--- Begin The data ---
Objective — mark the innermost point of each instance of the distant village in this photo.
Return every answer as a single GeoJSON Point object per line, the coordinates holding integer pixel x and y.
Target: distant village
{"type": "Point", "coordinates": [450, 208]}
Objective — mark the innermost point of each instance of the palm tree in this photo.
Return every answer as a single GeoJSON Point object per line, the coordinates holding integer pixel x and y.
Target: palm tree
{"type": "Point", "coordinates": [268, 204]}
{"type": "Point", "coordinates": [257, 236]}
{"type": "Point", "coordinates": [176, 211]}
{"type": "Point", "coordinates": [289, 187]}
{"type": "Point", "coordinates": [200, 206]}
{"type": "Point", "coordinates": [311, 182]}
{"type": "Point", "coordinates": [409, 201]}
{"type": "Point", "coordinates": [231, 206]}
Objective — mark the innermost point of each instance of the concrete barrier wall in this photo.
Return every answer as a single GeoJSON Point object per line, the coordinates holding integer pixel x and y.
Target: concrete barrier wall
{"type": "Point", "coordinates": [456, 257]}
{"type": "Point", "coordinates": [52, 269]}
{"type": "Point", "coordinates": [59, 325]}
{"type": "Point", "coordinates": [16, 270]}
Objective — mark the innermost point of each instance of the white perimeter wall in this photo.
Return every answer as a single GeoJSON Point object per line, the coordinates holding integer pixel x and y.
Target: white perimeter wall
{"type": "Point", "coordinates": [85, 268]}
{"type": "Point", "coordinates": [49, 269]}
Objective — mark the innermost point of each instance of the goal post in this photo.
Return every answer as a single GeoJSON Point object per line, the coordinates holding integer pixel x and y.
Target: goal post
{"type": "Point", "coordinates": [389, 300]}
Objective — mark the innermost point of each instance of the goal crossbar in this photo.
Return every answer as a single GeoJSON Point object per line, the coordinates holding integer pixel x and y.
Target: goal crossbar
--- End The data ---
### Required task:
Rewrite all of the data above as a numbered list with one line per number, leaving out any blank lines.

### Written reply:
1. Objective — mark the innermost point of each instance of the distant village in this photo.
2. Return every answer as a single GeoJSON Point object per line, the coordinates holding integer pixel x and y.
3. Target: distant village
4. {"type": "Point", "coordinates": [450, 208]}
5. Objective — mark the innermost point of each instance of the palm tree in this photo.
6. Return every answer as a single GeoJSON Point object per line, the coordinates holding integer pixel x and y.
7. Target: palm tree
8. {"type": "Point", "coordinates": [268, 204]}
9. {"type": "Point", "coordinates": [257, 236]}
10. {"type": "Point", "coordinates": [176, 211]}
11. {"type": "Point", "coordinates": [289, 187]}
12. {"type": "Point", "coordinates": [200, 206]}
13. {"type": "Point", "coordinates": [311, 182]}
14. {"type": "Point", "coordinates": [409, 201]}
15. {"type": "Point", "coordinates": [231, 206]}
16. Objective — mark the innermost point of each instance of the concrete barrier wall in this photo.
17. Return every answer as a single GeoJSON Point object per line, the coordinates holding integer pixel x and y.
18. Target: concrete barrier wall
19. {"type": "Point", "coordinates": [456, 257]}
20. {"type": "Point", "coordinates": [52, 269]}
21. {"type": "Point", "coordinates": [59, 325]}
22. {"type": "Point", "coordinates": [16, 270]}
23. Objective — mark the innermost point of each instance of the white perimeter wall in this photo.
24. Return every answer as a single GeoJSON Point object per line, the coordinates holding integer pixel x and y.
25. Target: white perimeter wall
26. {"type": "Point", "coordinates": [85, 268]}
27. {"type": "Point", "coordinates": [49, 269]}
28. Objective — mark the innermost point of each instance of the goal post in this photo.
29. Return every answer as a single GeoJSON Point object per line, the coordinates holding integer pixel x and y.
30. Target: goal post
31. {"type": "Point", "coordinates": [389, 300]}
32. Objective — mark the innermost point of each instance of the goal crossbar in this photo.
33. Return every answer as a single GeoJSON Point object per line, the coordinates holding integer pixel x and y.
34. Target: goal crossbar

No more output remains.